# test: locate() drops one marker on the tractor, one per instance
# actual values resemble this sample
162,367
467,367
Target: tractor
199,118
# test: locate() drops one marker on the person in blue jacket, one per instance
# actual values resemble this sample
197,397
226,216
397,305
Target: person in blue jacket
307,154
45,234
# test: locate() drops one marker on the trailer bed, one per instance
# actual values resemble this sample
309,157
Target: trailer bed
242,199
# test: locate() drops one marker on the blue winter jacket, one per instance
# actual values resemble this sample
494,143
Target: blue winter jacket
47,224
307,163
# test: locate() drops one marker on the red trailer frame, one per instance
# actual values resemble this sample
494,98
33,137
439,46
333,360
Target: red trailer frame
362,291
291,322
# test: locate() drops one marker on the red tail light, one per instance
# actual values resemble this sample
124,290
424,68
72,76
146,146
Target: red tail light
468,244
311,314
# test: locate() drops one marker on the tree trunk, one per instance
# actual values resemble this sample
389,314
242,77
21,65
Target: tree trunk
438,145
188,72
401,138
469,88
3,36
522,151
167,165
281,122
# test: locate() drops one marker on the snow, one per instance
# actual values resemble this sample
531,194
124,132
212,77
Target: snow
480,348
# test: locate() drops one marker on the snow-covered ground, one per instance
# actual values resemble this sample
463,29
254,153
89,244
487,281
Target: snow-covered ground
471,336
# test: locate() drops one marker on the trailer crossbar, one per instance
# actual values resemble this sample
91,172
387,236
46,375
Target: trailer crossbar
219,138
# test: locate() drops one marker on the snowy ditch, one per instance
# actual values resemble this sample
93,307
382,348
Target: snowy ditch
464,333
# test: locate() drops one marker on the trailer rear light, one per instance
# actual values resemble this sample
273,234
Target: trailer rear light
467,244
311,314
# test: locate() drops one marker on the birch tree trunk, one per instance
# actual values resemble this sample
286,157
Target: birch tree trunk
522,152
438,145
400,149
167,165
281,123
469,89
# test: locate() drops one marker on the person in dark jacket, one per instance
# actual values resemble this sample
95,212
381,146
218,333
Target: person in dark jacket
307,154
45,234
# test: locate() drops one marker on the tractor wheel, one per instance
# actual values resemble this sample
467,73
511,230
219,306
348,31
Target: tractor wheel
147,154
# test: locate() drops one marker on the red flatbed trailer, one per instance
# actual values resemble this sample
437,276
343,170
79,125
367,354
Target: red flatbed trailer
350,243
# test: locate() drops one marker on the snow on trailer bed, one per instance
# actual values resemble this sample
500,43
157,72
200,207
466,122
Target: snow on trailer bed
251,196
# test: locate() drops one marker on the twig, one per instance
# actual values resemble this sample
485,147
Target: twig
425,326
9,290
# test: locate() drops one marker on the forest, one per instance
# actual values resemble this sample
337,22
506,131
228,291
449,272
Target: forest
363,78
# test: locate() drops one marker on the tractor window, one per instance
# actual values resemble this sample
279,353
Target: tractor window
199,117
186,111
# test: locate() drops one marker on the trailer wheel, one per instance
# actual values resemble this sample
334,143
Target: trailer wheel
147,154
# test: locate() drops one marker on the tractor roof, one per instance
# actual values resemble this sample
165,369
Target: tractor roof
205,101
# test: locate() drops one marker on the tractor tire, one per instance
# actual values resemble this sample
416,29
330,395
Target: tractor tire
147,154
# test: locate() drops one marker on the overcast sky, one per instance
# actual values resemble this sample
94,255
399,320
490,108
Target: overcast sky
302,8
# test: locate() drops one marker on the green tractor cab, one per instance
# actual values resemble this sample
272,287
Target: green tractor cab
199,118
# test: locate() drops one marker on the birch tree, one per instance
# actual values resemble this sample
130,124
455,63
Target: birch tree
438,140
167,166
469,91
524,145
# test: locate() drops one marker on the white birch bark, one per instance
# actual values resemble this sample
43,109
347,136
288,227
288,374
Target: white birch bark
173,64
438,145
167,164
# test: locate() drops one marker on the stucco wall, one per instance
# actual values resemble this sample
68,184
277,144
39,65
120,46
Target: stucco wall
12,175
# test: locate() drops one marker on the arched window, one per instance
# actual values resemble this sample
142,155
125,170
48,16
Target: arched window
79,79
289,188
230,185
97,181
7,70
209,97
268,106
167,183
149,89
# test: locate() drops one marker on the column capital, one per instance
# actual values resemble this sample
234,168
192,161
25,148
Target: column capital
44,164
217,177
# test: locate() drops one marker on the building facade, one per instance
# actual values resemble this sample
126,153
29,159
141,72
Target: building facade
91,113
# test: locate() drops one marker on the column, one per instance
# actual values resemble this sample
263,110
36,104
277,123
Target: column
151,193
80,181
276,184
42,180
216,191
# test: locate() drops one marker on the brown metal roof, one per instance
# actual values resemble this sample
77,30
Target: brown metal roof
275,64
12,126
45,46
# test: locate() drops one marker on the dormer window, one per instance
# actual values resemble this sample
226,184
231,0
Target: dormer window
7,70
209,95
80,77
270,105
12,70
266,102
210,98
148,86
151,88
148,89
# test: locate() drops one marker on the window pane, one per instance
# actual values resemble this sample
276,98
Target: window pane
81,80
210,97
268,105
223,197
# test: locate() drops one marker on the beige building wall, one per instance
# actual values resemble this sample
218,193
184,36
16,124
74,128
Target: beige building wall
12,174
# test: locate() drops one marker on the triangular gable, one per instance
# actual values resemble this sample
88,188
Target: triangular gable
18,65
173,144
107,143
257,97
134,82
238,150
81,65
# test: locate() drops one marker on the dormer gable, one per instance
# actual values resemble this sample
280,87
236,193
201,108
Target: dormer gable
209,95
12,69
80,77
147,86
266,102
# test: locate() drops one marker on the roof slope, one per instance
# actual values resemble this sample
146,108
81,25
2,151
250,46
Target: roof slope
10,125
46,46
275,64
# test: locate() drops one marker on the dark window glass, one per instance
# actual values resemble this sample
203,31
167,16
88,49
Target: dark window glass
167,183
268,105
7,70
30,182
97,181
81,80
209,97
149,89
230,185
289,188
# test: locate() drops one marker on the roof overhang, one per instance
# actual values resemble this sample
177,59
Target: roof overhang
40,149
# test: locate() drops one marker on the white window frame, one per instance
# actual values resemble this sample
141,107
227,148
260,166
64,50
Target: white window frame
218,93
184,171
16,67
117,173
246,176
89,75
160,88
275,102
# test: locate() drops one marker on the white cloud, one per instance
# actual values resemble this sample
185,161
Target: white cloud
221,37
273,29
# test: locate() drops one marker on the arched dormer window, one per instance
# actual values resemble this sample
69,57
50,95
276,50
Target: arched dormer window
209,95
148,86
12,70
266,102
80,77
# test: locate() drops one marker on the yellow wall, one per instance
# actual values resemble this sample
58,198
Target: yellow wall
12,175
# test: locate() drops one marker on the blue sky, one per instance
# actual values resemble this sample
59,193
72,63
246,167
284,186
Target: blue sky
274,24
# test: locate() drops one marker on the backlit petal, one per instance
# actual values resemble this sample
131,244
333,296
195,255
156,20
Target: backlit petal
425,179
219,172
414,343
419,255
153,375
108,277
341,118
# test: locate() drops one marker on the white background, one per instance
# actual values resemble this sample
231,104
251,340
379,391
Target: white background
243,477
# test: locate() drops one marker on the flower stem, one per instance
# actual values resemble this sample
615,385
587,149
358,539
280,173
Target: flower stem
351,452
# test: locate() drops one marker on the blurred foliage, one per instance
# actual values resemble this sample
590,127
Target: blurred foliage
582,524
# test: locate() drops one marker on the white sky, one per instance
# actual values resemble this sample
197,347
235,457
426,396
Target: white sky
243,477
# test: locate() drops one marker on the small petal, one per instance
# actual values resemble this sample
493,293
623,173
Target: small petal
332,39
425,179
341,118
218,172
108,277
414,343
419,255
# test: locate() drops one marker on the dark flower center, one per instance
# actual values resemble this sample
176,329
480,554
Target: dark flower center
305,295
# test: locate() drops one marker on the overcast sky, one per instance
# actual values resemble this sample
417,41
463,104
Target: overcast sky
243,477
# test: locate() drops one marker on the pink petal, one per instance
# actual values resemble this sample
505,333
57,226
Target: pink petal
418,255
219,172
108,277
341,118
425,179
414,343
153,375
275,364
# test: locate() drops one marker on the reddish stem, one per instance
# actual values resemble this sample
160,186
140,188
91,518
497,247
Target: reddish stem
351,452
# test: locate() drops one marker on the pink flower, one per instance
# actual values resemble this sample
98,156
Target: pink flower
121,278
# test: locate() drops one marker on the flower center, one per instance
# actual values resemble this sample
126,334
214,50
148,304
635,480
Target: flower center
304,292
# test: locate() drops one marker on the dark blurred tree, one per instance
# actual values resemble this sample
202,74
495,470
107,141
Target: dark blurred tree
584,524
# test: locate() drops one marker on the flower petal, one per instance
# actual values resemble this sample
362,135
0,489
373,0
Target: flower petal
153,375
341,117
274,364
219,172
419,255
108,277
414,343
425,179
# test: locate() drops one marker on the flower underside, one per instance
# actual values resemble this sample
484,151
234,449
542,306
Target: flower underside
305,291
◇ ◇ ◇ ◇ ◇ ◇ ◇
- **WORK REQUIRED**
Pull out every line from the one with "# test: locate() drops one marker on the flower center, one" to the end of the listing, and output only those.

- **REPLY**
# test: locate() drops one marker on the flower center, one per instance
# actual values resemble this sample
126,334
214,50
148,304
635,480
Target: flower center
304,292
# test: locate() drops one marker on the dark blurred tree, one per instance
# actual values resemble this sample
202,74
495,470
107,141
Target: dark blurred tree
584,524
# test: locate() drops one marker on the flower petal, one per instance
# actual values resemble this sample
362,135
0,489
373,0
Target: flower petal
153,375
341,117
274,364
219,172
419,255
108,277
414,343
425,179
# test: locate() drops one marker on the flower underside, one per instance
# actual values resemble this sample
484,151
234,449
542,306
Target: flower underside
305,291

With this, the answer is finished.